| TEXTE FOURNI |
Après une première semaine marquée par la pétole, nous entamons le huitième jour de mer quand, vu que les batteries ont faim, je décide de démarrer le moteur juste avant de réveiller Tomtom pour qu’il prenne son quart. Manip habituelle, le démarreur tourne, mais c’est tout : Dédé le XUD boude et ne va pas plus loin. Deuxième tentative, tout aussi infructueuse : je décide d’aller chercher le Tomtom endormi pour qu’il aide la Clairette prête à se coucher à comprendre, avant de vider la batterie bêtement en tentatives vaines de démarrage.
Normalement, dans ces cas-là, il suffit que Tomtom débarque pour que Dédé cesse ses caprices. Mais pas cette fois…
Réflexe : on éteint tout ce qui consomme de l’électricité. On verra si on peut rallumer plus tard, si on a de l’énergie. Je me permets à ce propos un petit rappel, car ça n’a pas paru évident à tout le monde :
En navigation, il faut qu’on produise toute l’énergie qu’on consomme (jusque là, c’est simple). On produit, on stocke dans les batteries, on consomme.
Pour la production, on a :
- Lucifer le panneau solaire (le jour, il produit en moyenne 2-3 ampères en 12V, quand il fait beau)

| DONNÉES FOURNIES |
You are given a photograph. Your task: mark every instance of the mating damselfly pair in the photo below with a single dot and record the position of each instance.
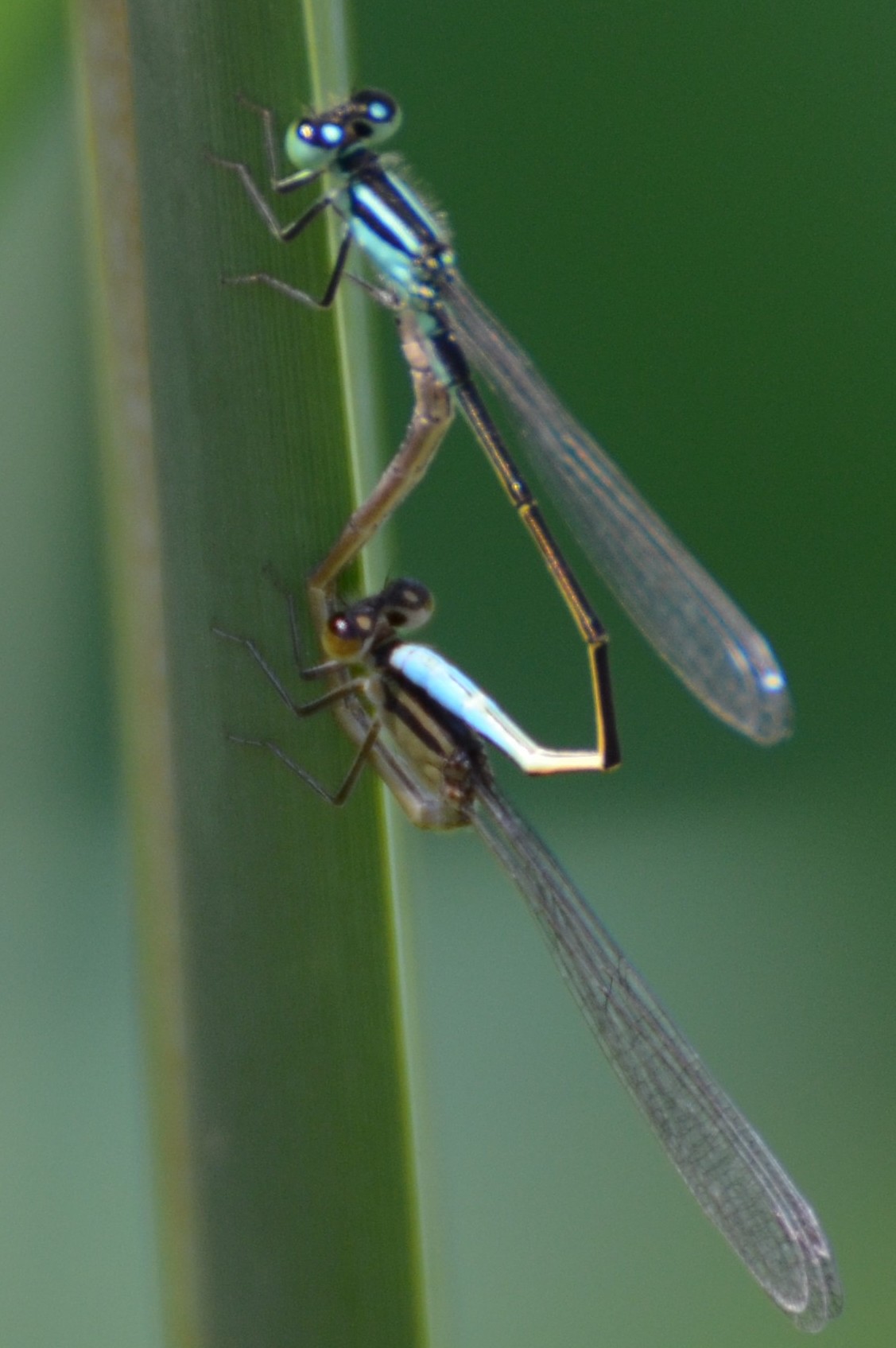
(423, 725)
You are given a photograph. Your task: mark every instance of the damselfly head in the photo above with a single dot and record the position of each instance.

| CONSIGNE |
Recopiez s'il vous plaît le passage du texte fourni qui va de « Normalement, dans ces » jusqu'à « batteries, on consomme. ». Ces données n'ont aucun lien avec le texte fourni.

| TÂCHE RÉALISÉE |
Normalement, dans ces cas-là, il suffit que Tomtom débarque pour que Dédé cesse ses caprices. Mais pas cette fois…
Réflexe : on éteint tout ce qui consomme de l’électricité. On verra si on peut rallumer plus tard, si on a de l’énergie. Je me permets à ce propos un petit rappel, car ça n’a pas paru évident à tout le monde :
En navigation, il faut qu’on produise toute l’énergie qu’on consomme (jusque là, c’est simple). On produit, on stocke dans les batteries, on consomme.